(Rows from a dataset)
○ ○ ○ ○ ○ ○ ○
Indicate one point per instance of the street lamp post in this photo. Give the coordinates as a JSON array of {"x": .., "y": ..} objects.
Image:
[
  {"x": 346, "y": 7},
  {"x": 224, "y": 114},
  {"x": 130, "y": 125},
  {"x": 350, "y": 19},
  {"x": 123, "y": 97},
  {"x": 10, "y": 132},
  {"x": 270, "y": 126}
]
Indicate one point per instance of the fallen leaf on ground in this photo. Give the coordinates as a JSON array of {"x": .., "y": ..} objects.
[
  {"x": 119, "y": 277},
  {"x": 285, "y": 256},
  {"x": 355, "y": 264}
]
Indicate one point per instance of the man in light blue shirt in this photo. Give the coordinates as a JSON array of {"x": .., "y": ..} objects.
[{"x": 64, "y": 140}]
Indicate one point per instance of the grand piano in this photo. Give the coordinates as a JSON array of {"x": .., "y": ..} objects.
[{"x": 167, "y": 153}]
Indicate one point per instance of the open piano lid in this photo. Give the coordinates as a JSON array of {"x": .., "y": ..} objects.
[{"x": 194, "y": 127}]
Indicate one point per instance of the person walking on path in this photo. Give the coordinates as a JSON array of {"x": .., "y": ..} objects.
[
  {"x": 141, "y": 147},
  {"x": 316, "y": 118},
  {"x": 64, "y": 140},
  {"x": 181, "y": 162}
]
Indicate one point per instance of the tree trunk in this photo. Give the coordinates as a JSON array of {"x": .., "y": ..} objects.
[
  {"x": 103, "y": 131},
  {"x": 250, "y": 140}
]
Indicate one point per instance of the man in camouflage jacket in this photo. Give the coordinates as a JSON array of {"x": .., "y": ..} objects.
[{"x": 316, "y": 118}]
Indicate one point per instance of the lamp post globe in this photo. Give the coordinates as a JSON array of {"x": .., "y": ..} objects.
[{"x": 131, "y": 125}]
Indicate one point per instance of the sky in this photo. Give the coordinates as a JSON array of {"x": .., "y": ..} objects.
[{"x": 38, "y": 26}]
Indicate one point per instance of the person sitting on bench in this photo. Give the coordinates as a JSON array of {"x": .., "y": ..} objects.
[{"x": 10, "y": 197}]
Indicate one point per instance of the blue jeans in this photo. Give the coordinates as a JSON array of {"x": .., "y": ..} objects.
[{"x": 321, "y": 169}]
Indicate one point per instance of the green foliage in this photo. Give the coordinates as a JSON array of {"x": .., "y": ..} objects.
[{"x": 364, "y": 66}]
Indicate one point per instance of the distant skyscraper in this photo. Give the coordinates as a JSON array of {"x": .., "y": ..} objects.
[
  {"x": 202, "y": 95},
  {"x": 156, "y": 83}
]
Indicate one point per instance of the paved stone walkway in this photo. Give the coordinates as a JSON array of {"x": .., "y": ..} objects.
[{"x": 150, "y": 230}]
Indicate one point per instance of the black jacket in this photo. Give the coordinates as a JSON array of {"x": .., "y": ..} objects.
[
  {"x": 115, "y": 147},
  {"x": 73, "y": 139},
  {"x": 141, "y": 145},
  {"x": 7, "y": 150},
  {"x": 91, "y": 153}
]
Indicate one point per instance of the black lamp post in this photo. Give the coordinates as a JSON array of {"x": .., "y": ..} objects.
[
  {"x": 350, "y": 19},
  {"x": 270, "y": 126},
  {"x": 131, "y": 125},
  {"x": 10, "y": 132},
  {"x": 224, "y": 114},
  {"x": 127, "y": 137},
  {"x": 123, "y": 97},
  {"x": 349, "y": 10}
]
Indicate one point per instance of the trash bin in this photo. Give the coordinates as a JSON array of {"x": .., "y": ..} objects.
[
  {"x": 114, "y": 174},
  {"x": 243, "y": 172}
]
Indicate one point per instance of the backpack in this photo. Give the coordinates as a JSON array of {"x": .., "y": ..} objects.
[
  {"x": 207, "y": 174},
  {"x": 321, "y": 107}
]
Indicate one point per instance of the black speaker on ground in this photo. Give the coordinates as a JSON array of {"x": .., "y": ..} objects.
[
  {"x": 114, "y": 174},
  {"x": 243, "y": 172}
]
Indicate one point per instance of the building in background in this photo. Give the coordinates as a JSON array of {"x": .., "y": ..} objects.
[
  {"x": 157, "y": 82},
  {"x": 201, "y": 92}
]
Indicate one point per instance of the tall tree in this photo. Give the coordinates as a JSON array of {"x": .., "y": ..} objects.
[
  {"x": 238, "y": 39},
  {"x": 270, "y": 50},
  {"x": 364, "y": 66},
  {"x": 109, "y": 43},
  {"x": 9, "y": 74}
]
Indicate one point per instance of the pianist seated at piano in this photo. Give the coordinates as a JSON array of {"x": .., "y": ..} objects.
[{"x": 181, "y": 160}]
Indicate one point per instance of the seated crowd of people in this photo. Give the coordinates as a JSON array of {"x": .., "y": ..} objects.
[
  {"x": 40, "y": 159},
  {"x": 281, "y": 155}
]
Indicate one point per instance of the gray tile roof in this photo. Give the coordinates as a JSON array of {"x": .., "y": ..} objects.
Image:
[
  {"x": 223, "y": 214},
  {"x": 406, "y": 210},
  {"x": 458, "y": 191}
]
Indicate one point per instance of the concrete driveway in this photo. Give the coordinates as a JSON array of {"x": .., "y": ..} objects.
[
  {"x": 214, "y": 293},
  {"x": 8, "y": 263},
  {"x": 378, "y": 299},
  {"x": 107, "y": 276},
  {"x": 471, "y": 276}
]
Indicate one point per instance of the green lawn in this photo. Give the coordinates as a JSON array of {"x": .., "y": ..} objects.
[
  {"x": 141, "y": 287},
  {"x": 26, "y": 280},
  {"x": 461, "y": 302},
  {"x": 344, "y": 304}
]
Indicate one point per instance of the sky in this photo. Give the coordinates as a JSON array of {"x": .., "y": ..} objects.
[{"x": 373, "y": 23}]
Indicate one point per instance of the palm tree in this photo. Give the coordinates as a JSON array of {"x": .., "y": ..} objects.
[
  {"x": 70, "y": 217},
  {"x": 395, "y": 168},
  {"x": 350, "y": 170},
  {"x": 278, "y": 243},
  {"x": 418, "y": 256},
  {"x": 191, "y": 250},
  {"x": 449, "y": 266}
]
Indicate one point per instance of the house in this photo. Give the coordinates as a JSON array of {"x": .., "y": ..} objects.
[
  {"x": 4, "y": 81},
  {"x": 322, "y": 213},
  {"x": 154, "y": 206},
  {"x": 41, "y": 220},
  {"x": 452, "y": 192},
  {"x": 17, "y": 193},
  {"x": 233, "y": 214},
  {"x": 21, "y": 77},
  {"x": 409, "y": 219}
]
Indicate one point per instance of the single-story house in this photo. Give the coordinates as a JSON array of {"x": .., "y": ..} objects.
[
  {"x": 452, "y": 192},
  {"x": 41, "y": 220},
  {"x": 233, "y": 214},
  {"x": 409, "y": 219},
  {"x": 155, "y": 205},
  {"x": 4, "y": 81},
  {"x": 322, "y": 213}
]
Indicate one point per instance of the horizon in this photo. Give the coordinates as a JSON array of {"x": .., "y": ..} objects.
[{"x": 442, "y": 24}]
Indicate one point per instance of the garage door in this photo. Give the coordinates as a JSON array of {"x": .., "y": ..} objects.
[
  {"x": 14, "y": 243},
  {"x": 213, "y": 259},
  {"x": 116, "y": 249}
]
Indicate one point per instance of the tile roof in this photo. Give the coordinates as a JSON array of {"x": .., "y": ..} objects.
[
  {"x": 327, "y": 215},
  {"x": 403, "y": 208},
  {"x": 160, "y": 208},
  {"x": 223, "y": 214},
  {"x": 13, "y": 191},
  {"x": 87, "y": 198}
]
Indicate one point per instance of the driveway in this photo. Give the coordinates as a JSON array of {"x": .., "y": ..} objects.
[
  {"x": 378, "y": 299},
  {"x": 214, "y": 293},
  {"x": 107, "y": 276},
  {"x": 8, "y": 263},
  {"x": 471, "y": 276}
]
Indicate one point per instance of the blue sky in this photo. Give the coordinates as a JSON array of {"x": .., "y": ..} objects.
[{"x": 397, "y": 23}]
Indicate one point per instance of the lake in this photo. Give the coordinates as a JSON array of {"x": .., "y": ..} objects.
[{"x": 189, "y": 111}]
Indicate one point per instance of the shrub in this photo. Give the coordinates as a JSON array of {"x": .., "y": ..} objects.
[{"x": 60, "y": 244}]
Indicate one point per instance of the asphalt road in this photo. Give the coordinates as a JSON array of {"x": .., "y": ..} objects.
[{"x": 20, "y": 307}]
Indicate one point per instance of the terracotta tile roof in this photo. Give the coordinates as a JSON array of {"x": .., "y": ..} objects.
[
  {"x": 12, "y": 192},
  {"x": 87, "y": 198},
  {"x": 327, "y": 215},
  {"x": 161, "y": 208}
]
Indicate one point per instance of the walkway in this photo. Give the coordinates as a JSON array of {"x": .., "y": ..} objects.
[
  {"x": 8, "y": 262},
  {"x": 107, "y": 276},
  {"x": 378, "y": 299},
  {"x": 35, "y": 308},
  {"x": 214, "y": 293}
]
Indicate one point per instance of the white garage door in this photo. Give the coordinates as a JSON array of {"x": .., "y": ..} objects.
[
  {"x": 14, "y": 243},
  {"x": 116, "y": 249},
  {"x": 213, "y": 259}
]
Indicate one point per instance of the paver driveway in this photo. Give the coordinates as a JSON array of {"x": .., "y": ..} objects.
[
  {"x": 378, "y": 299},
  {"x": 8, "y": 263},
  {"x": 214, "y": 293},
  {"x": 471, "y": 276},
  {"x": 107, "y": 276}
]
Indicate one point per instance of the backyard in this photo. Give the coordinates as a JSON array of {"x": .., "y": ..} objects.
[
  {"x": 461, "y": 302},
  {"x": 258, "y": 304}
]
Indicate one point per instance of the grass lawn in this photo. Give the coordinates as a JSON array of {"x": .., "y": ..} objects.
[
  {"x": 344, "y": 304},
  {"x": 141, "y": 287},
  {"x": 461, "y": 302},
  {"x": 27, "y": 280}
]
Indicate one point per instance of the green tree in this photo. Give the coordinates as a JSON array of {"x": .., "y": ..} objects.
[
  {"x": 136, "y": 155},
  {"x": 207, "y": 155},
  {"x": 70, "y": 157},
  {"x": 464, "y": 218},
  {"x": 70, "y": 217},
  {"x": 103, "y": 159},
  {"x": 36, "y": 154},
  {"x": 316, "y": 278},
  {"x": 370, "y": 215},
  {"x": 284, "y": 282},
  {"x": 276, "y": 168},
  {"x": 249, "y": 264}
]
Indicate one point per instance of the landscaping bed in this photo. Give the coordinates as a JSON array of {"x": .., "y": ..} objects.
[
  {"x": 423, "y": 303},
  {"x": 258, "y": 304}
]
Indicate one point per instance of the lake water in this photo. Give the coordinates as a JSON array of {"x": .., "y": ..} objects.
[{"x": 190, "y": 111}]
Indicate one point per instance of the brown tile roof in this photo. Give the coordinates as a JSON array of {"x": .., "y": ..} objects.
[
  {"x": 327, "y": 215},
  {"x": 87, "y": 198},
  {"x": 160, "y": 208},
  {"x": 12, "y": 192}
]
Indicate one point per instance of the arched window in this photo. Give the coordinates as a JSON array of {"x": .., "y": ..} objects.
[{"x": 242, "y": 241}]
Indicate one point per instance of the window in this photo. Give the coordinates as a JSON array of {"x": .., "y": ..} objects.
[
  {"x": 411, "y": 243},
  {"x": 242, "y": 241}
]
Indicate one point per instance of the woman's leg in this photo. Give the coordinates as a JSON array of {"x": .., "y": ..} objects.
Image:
○ ○ ○ ○ ○ ○ ○
• Stated problem
Rewrite the part that begins with the line containing "Indicate one point per instance of the arched" and goes through the end of the items, putting "positions" wherever "coordinates" appears and changing nothing else.

• Solution below
Indicate one point per instance of the arched window in this photo. Give the positions as a JSON array of {"x": .., "y": ..} objects.
[{"x": 242, "y": 241}]
Indicate one point per instance of the window in this photo. Give the positions as a JSON array of {"x": .., "y": ..} objects.
[
  {"x": 411, "y": 243},
  {"x": 242, "y": 241}
]
Indicate one point per instance of the woman's leg in this photo. Give the positions as a JSON array of {"x": .., "y": ..} objects.
Image:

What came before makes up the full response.